[What is being asked] Down to the last line, retype the records below exactly and skip the pictures.
### Extracted material
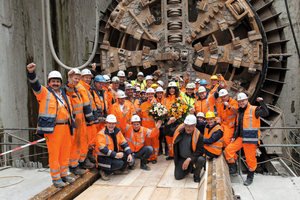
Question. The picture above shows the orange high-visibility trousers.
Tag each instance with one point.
(79, 144)
(59, 145)
(170, 145)
(249, 150)
(154, 143)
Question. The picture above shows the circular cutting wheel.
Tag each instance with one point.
(241, 40)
######
[Solution to the exercise]
Question. The picture above shows the orange high-visibility trousers.
Tag each instance with one point.
(79, 144)
(59, 145)
(170, 145)
(249, 150)
(154, 143)
Question. The picture above shows the circular cutting wheel.
Tag each instance with one point.
(241, 40)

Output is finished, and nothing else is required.